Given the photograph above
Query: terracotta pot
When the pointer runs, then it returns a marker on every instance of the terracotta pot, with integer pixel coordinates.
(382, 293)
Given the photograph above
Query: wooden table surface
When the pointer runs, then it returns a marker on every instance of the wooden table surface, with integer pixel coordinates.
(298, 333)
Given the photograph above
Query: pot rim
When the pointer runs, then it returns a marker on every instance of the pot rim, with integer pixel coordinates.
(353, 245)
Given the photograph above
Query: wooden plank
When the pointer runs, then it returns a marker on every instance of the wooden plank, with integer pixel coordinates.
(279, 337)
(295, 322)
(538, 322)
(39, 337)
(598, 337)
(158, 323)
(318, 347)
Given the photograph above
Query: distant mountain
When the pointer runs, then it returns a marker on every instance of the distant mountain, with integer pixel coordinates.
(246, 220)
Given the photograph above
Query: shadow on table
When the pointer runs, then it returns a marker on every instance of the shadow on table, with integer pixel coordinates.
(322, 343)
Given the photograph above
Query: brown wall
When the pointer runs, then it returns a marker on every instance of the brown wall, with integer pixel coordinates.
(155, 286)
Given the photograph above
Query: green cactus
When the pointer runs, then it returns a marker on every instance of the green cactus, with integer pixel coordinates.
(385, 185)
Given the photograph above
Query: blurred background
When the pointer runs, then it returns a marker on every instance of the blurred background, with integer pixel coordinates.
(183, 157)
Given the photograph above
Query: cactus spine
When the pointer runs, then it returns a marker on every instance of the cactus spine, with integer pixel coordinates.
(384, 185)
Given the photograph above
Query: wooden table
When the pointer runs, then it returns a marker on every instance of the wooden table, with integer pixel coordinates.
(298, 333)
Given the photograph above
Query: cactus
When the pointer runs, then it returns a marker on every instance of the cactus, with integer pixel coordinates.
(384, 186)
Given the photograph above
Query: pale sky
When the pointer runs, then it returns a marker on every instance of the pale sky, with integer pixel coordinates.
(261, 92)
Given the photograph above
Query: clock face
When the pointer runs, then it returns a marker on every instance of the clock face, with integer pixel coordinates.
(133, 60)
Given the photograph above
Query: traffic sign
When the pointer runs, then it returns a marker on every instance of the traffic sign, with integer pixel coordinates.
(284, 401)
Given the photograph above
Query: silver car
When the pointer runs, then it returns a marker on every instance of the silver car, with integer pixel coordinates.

# What is expected:
Extract the listing in its entirety and repeat it exactly.

# Answer to the task:
Given the photograph above
Query: terracotta pot
When the pointer runs, then it returns a marker on every instance of the terracotta pot, with integer pixel coordinates.
(382, 293)
Given the photograph above
Query: wooden table surface
When the pointer runs, then it returns a marker on every instance of the wooden table surface, with integer pixel coordinates.
(298, 333)
Given the photograph above
Query: pot rim
When the pointer runs, then it returns a marker on every instance of the pot rim, with integer pixel coordinates.
(353, 245)
Given the photograph above
Query: wooden plank
When the pointer runs, then it returns a marker on every instance of the wooden plank, with integer pixel coordinates.
(279, 337)
(295, 322)
(538, 322)
(39, 337)
(598, 337)
(158, 323)
(318, 347)
Given the photograph above
Query: distant mountain
When the pointer runs, then it returns a marker on every instance of the distant mountain, with integer pixel coordinates.
(246, 220)
Given the photograph above
Query: shadow on table
When the pointer runs, then it returns a marker on every instance of the shadow on table, with integer pixel coordinates.
(322, 343)
Given the photograph above
Query: brown wall
When the pointer runs, then it returns a marker on every instance of the brown wall, with integer pixel coordinates.
(155, 286)
Given the photograph above
Query: green cactus
When the pointer runs, then it returns a marker on every instance of the green cactus, with integer pixel coordinates.
(385, 185)
Given the photograph above
Query: blurred background
When the pointer runs, then it returns a marker on every instance of the blurred background, with integer pixel coordinates.
(183, 157)
Given the photograph above
Query: cactus spine
When the pointer runs, then it returns a marker on every instance of the cactus spine, with integer pixel coordinates.
(384, 185)
Given the photograph above
Query: wooden table
When the pointer runs, then it returns a marker on every instance of the wooden table, with integer pixel coordinates.
(298, 333)
Given the photograph above
Query: cactus
When the pointer runs, then it returns a marker on every instance of the cactus, with integer pixel coordinates.
(384, 186)
Given the photograph above
Query: pale sky
When the pointer runs, then it returns a marker on every instance of the pale sky, with integer pixel coordinates.
(261, 92)
Given the photograph above
Query: clock face
When the pointer runs, then it returns a marker on every instance of the clock face, with integer pixel coordinates.
(133, 60)
Given the photograph above
Query: traffic sign
When the pointer runs, then it returns a marker on every instance of the traffic sign, with integer pixel coordinates.
(284, 401)
Given the photograph above
Query: silver car
When the pointer runs, then it returns a marker on every instance of the silver car, with integer pixel coordinates.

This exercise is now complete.